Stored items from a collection
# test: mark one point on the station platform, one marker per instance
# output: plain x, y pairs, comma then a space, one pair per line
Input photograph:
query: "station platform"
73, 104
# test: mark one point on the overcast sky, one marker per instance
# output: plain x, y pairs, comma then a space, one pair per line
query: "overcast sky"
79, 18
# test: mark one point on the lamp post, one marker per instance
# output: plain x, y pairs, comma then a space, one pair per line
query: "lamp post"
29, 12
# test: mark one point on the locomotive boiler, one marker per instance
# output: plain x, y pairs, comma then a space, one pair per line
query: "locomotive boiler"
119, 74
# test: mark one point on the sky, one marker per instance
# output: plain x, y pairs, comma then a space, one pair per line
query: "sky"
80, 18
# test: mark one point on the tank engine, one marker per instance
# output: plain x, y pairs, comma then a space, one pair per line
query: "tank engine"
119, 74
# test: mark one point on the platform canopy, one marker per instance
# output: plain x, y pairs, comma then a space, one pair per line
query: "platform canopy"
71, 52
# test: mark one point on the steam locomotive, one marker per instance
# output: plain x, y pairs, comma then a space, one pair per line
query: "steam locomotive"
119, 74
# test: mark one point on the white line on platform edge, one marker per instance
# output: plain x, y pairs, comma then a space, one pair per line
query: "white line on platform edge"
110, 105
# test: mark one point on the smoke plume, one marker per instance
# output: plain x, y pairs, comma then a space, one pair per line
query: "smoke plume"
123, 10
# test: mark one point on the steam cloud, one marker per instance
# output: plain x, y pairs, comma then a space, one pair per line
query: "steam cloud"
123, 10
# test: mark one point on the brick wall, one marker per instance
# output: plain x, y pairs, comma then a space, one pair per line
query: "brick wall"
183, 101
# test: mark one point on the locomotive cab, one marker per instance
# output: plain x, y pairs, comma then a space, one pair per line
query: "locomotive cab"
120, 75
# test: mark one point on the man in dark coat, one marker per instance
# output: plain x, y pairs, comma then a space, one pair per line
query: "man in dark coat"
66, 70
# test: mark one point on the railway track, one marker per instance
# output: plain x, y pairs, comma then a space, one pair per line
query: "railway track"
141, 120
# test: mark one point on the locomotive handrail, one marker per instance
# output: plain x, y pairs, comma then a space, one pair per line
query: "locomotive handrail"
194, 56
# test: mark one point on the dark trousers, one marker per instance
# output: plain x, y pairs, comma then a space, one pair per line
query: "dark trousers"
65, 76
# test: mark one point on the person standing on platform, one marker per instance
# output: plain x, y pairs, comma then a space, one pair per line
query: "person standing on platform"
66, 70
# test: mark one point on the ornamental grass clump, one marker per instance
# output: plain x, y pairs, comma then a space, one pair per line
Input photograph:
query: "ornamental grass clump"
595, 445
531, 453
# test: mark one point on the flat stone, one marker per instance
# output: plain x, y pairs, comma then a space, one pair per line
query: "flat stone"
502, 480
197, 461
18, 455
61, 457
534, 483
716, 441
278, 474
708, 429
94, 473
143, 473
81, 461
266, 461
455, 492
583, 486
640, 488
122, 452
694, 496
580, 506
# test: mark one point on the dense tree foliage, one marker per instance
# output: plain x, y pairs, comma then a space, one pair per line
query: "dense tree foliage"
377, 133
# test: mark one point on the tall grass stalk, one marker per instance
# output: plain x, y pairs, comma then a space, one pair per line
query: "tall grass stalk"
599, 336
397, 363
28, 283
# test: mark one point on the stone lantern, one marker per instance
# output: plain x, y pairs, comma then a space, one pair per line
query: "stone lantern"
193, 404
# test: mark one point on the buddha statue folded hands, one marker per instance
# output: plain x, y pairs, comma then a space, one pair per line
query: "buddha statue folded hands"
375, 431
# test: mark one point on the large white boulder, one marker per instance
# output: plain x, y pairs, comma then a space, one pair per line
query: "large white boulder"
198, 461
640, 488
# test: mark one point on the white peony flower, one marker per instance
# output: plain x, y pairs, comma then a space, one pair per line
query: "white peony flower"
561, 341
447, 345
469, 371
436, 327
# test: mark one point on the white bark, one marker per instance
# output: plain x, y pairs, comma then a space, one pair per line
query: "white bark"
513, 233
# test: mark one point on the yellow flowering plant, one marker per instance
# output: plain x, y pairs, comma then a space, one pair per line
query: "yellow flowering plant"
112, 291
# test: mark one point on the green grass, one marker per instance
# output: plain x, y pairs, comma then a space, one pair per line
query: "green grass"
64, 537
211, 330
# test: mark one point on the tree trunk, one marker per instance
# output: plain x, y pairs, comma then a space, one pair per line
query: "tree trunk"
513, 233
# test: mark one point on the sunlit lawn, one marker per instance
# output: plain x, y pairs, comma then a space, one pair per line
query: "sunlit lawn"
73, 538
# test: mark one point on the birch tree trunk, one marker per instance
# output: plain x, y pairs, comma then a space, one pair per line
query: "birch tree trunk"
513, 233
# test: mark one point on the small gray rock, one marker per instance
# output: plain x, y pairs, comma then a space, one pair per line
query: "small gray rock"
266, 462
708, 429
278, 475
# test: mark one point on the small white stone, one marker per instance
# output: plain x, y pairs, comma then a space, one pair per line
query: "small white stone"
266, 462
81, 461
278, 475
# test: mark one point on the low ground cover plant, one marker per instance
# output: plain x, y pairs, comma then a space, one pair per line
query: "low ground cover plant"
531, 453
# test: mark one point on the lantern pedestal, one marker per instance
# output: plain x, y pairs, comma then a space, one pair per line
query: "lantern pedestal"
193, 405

---

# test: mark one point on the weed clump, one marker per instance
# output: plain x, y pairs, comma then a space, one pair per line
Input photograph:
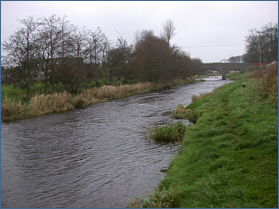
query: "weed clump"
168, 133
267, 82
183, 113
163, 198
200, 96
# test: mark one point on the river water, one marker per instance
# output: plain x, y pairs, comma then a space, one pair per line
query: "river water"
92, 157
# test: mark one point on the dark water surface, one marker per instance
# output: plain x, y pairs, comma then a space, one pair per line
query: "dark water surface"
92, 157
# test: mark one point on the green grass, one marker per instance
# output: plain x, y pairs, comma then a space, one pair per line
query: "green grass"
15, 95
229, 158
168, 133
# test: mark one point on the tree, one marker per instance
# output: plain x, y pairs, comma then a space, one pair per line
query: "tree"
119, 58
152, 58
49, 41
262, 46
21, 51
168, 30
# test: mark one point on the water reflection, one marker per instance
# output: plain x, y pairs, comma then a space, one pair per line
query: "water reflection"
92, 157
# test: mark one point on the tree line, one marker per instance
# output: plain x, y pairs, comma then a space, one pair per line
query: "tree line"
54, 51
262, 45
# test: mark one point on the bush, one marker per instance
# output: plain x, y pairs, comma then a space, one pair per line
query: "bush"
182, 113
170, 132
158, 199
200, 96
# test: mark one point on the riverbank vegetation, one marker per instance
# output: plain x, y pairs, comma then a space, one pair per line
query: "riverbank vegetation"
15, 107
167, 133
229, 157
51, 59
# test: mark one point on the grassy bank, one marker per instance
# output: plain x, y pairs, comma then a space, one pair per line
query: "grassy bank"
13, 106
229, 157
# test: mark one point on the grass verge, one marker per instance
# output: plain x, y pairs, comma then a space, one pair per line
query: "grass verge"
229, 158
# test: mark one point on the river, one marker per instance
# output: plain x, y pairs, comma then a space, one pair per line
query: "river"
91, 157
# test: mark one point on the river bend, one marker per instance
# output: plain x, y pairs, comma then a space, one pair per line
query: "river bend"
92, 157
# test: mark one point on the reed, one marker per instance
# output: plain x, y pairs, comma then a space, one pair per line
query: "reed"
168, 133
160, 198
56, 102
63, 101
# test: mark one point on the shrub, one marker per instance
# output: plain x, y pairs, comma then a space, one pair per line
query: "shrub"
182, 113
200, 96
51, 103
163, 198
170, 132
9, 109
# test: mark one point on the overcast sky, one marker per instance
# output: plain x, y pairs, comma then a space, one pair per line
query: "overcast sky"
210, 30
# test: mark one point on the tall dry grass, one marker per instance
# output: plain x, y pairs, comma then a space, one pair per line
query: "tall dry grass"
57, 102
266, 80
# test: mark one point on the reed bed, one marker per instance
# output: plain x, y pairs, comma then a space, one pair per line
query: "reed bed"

---

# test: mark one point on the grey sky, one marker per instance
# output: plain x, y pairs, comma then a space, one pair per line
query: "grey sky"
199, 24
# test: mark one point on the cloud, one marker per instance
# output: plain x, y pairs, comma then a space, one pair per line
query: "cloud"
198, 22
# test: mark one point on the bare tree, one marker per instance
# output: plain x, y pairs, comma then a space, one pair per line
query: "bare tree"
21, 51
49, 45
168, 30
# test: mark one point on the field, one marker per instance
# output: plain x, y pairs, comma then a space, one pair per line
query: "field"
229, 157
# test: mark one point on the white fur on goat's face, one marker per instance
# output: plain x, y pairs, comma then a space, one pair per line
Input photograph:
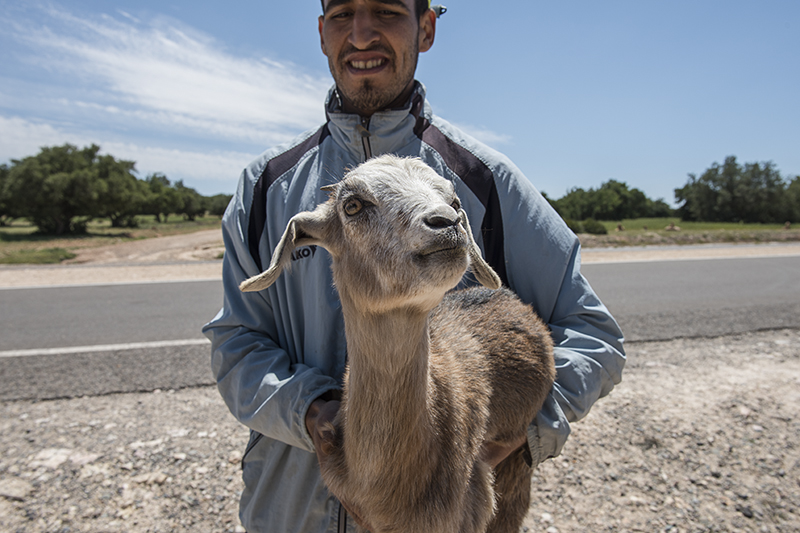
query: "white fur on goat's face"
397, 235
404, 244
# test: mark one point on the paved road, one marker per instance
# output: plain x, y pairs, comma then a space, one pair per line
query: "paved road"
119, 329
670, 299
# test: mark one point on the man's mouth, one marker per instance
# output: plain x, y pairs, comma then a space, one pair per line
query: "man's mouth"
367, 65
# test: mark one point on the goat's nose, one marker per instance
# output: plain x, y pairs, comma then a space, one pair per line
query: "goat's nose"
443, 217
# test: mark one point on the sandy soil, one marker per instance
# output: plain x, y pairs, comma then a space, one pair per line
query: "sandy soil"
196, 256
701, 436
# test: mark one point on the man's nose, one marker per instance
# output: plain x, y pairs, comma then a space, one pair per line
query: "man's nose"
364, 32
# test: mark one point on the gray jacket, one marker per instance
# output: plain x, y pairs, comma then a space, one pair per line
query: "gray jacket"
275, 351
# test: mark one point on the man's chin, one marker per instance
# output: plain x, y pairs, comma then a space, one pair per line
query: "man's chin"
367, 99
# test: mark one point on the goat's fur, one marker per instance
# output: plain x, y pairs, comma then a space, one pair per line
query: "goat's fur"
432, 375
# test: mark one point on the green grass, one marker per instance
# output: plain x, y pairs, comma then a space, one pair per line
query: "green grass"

▶ _Your task_: Count how many lines in the rows above contain the word "bark", treating uppercase and lowercase as different. Give only the number.

▶ _Written response_: 2